Produce a word-for-word copy of the listing below without its pictures.
══ Extracted entries ══
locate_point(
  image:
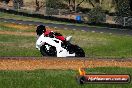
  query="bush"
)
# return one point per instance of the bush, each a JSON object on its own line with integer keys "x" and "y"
{"x": 96, "y": 15}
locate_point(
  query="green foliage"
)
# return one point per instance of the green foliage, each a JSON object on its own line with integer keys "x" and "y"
{"x": 57, "y": 78}
{"x": 96, "y": 15}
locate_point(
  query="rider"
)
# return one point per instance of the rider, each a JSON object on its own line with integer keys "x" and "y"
{"x": 41, "y": 29}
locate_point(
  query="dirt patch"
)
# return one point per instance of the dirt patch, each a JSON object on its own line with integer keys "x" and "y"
{"x": 58, "y": 63}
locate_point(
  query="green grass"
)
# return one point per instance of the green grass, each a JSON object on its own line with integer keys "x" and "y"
{"x": 56, "y": 78}
{"x": 11, "y": 45}
{"x": 95, "y": 44}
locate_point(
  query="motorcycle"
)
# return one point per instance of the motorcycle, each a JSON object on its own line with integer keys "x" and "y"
{"x": 52, "y": 46}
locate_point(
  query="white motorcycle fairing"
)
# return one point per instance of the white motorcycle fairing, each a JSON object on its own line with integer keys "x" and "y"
{"x": 61, "y": 52}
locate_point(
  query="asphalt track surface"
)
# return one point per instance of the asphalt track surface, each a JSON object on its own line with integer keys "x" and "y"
{"x": 32, "y": 63}
{"x": 73, "y": 27}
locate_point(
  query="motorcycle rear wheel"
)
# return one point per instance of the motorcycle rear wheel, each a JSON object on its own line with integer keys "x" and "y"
{"x": 50, "y": 52}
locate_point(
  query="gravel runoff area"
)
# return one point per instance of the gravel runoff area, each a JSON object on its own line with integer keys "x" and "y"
═══
> _Task solution_:
locate_point(
  image:
  query="bush"
)
# return one point per instance of the bush, each a JSON object on its own line with integer keys "x" and "y"
{"x": 96, "y": 15}
locate_point(
  query="green foliage"
)
# return one point per instance of the green foliage, each a JSON object on its own line with integer keys "x" and "y"
{"x": 57, "y": 78}
{"x": 96, "y": 15}
locate_point(
  query="rider"
)
# return one point per instance of the rider, each a JSON object on its own line with integer keys "x" and "y"
{"x": 41, "y": 29}
locate_point(
  query="dirt patch"
)
# return one point per instance of the dirt patch, each a JSON object on its own line with integer keys "x" and "y"
{"x": 58, "y": 63}
locate_point(
  query="green grass"
)
# return one point per instance of the green grass, each a JSON object on its own line with integer keys "x" and "y"
{"x": 56, "y": 78}
{"x": 11, "y": 45}
{"x": 95, "y": 44}
locate_point(
  query="motorcycle"
)
# return one point per instance of the motorcycle, each a JSON object on its own line with integer keys "x" and "y"
{"x": 52, "y": 46}
locate_point(
  query="white motorcycle fairing"
)
# return one point per instance of the white motorcycle fairing, each a JSON object on its own line with integer keys "x" and "y"
{"x": 61, "y": 52}
locate_point(
  query="asphalt track surface"
)
# return one point per instance of the asphalt track surface, each a JSON object on its own line with integer keys "x" and "y"
{"x": 32, "y": 63}
{"x": 73, "y": 27}
locate_point(
  query="motorcycle rear wheel"
)
# return one point per instance of the motorcycle rear wheel, each a JSON object on its own line with integer keys "x" and "y"
{"x": 50, "y": 52}
locate_point(
  query="gravel runoff area"
)
# return one point per instance of the gravel runoff area, each a JSON object on its own line with integer keys "x" and "y"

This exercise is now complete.